_Instruction:_ Which lines of the material below contain the string "front"? List each of them in full, treating uppercase and lowercase as different.

Object point labels
——————
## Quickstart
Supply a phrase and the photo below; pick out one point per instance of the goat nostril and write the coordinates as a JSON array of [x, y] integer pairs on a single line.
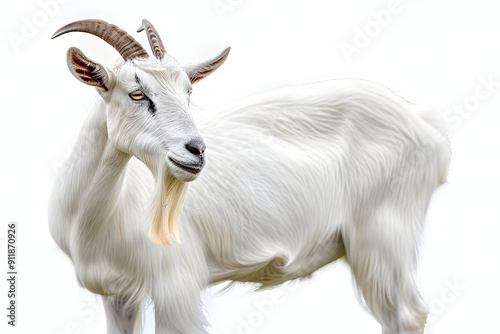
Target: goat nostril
[[196, 147]]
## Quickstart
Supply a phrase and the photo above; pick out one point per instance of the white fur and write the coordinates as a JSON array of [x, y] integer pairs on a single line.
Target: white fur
[[295, 179]]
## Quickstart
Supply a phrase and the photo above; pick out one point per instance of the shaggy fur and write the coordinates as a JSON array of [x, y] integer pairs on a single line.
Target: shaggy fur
[[295, 179]]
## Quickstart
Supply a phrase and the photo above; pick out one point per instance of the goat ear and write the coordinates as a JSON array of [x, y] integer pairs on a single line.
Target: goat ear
[[86, 70], [199, 71]]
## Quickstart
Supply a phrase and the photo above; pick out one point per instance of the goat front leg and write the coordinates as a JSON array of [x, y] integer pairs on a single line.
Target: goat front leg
[[177, 305], [120, 317]]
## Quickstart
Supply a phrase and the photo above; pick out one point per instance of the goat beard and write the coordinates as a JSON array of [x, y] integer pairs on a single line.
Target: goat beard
[[166, 204]]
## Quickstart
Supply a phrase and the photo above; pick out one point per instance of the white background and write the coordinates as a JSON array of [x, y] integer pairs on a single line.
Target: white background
[[433, 53]]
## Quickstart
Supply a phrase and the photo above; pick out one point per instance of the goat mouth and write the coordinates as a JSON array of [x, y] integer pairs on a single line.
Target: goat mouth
[[188, 168]]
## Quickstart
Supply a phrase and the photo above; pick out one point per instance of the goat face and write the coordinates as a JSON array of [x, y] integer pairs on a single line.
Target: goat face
[[147, 99], [148, 115]]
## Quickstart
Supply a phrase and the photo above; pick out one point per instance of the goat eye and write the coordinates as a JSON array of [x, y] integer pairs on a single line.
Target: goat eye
[[137, 95]]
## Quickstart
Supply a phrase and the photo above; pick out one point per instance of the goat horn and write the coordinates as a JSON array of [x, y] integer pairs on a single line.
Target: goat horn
[[118, 38], [154, 39]]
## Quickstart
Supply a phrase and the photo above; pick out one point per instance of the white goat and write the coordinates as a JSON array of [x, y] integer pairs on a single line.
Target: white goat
[[337, 175]]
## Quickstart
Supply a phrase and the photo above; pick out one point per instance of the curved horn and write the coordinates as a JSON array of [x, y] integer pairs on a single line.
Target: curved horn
[[118, 38], [154, 39]]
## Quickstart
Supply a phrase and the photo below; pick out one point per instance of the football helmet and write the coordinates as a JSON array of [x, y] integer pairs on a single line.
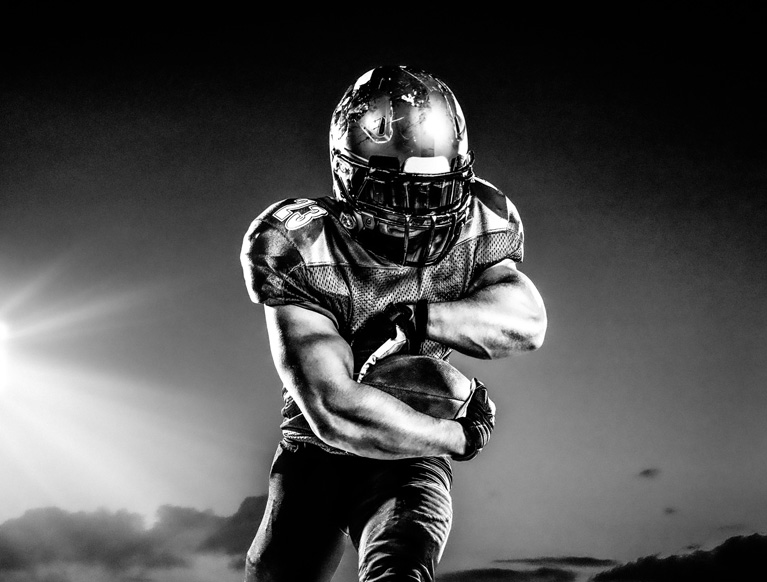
——————
_Full answer:_
Supply a phrase and the photo above; pick out one point per instance of the goat front leg and write the coordinates as a JSON array of [x, y] integer pairs on a single line.
Target: goat front leg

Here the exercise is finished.